===== SOURCE DATA =====

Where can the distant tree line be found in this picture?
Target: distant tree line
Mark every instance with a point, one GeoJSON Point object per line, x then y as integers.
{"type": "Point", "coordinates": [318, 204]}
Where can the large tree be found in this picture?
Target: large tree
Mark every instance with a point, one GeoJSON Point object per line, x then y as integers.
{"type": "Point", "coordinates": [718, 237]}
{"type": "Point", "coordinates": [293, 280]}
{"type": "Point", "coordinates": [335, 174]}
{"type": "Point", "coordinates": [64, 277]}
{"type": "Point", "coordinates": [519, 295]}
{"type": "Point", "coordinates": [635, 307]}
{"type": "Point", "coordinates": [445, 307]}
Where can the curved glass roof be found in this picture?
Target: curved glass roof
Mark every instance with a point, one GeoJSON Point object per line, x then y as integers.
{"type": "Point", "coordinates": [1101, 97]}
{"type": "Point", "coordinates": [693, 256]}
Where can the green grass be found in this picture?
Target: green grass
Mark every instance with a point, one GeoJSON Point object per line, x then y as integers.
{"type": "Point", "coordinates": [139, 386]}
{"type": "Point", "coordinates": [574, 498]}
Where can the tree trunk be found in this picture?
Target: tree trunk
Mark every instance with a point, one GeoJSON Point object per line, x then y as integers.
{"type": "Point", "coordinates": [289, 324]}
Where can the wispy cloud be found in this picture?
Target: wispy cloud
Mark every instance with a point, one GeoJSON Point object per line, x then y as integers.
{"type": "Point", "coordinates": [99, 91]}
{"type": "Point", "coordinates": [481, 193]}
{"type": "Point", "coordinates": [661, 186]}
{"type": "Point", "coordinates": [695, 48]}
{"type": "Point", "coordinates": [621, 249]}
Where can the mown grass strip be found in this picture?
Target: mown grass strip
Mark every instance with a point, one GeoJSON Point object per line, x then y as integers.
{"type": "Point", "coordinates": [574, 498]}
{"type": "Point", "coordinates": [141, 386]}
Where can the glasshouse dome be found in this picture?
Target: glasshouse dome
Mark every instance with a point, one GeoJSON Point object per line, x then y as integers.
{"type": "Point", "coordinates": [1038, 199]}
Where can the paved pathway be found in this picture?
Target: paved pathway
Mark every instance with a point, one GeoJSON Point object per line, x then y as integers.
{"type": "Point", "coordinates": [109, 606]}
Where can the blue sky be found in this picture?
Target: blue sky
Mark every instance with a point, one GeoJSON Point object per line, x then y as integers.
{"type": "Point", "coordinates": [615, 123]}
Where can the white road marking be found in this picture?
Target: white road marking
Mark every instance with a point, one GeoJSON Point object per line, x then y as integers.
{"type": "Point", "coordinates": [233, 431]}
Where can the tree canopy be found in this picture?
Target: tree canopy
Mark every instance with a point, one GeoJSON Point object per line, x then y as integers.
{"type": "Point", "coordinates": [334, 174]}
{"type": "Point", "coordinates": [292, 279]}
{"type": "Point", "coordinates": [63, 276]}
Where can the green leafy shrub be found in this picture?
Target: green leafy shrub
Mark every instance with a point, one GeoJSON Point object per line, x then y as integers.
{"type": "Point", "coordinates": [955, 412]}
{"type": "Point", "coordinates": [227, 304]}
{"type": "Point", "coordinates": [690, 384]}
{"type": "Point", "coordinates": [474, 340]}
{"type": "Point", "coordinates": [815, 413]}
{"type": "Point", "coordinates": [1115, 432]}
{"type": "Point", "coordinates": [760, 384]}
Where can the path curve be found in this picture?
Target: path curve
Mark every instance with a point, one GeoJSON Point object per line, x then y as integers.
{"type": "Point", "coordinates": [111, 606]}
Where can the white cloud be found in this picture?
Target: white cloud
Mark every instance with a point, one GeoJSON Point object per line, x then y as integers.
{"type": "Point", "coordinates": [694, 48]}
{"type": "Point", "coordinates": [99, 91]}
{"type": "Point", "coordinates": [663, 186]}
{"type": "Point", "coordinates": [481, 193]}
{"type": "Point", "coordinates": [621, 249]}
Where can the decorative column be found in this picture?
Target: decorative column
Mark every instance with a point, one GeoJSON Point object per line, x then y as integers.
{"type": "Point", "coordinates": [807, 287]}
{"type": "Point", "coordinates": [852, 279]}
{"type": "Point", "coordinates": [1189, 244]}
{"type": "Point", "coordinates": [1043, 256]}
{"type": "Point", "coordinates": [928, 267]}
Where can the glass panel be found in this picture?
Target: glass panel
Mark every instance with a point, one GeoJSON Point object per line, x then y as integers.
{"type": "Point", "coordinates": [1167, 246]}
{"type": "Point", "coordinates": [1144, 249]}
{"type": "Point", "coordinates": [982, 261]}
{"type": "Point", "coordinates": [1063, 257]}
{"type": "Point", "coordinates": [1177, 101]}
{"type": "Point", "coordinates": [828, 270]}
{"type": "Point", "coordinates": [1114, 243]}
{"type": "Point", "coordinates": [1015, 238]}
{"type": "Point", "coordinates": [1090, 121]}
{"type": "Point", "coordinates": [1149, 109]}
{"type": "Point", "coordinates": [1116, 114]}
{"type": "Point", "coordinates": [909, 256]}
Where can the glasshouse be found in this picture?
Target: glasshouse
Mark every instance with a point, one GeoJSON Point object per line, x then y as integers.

=====
===== SOURCE DATA =====

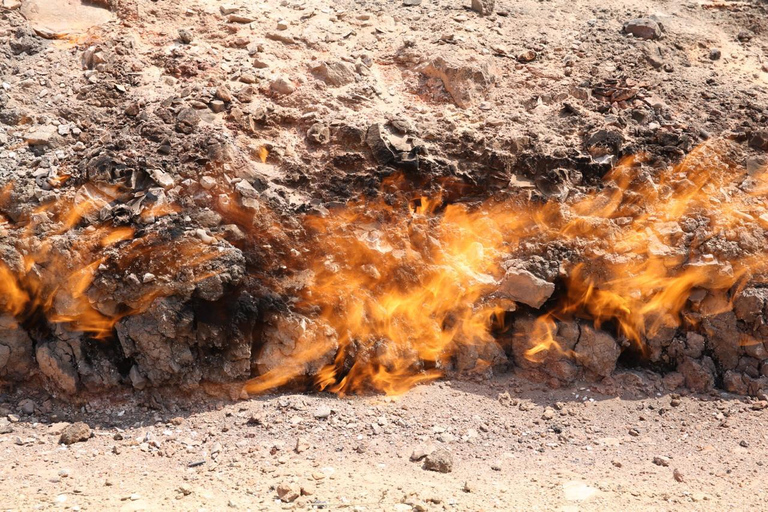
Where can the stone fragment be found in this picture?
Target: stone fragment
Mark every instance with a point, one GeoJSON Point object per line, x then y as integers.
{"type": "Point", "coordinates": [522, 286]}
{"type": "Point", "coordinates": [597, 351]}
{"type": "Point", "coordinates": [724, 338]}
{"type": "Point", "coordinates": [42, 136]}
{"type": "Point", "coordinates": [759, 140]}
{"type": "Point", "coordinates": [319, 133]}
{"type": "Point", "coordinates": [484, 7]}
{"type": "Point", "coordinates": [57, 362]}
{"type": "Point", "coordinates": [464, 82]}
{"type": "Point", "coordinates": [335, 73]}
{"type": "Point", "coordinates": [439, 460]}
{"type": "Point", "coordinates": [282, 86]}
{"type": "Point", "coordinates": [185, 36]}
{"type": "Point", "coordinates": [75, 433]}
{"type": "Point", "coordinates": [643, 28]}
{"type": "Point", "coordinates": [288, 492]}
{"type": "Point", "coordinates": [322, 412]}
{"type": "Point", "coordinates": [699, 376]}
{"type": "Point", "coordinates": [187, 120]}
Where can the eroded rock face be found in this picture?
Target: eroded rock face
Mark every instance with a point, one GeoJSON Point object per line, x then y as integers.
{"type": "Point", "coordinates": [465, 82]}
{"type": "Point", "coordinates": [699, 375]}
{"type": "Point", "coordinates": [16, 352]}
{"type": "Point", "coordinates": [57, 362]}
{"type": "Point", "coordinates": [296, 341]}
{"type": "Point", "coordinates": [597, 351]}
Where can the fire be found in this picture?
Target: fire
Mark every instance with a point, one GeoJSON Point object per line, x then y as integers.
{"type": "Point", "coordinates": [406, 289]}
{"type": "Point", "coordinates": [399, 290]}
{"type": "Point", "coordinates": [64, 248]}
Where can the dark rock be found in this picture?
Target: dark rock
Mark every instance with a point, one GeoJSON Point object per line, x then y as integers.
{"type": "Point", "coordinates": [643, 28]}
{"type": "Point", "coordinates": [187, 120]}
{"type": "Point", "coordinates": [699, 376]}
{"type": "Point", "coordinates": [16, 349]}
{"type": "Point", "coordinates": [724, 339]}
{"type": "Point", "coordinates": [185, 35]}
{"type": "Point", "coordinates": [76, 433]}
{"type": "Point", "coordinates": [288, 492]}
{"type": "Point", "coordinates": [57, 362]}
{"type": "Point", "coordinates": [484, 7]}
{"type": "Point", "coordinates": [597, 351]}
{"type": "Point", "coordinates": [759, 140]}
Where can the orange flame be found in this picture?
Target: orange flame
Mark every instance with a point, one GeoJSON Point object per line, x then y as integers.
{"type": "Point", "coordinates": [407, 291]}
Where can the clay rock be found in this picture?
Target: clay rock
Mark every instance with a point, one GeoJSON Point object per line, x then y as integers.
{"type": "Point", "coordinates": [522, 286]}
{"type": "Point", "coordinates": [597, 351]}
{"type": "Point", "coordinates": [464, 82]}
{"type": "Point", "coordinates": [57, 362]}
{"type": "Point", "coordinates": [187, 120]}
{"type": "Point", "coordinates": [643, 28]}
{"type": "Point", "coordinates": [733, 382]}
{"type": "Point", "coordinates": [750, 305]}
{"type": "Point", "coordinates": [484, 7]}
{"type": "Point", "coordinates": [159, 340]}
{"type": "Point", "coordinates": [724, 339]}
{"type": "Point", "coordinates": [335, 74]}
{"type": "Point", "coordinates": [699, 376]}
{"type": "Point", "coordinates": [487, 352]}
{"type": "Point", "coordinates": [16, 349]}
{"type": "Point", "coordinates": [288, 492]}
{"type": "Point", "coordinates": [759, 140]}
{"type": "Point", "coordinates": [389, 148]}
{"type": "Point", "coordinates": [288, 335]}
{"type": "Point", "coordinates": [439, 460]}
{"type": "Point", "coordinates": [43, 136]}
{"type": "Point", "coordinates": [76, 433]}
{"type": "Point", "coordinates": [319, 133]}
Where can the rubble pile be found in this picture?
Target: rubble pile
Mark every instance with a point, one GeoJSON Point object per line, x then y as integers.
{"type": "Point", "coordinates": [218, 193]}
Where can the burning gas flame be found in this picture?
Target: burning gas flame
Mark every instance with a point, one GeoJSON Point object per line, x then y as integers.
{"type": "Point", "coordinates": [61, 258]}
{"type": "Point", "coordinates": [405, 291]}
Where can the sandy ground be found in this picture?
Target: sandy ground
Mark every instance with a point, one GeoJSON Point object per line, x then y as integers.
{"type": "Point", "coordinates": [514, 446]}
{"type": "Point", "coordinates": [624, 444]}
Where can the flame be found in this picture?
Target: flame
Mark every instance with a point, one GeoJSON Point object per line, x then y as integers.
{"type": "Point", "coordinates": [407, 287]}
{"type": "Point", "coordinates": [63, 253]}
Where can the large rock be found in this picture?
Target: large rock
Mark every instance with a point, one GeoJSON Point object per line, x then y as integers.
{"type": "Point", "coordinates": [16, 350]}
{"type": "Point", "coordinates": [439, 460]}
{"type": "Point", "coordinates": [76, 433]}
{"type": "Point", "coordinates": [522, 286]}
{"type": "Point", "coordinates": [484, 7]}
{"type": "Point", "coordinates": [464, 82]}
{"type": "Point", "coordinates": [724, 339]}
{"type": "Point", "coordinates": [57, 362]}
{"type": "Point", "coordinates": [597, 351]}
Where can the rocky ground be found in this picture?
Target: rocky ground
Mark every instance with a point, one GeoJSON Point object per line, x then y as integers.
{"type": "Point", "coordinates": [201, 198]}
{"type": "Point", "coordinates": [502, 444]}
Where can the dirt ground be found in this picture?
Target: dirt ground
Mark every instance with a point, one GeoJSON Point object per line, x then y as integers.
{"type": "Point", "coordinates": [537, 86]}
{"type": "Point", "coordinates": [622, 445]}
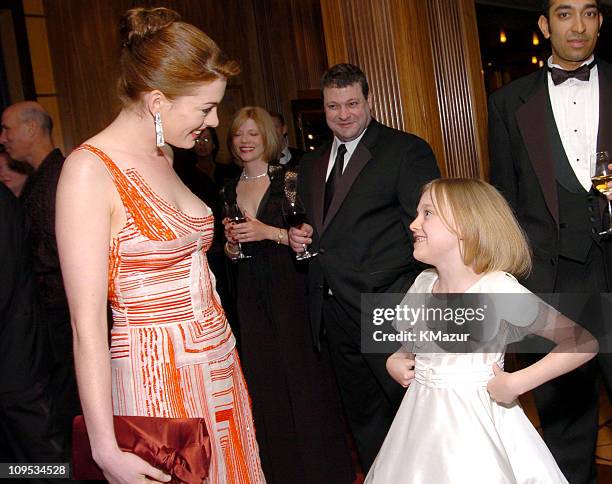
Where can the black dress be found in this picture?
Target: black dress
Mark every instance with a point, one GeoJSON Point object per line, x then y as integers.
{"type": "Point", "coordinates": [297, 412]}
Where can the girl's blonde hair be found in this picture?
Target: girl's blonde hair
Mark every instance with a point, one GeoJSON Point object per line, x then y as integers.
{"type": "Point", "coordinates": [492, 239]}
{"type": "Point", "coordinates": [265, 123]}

=====

• _WORK REQUIRED_
Please find every line in the rows above that contains the word "mown" and copy each of those lines.

• _TASK OUTPUT_
Where can the mown grass strip be found in this picture?
Target: mown grass strip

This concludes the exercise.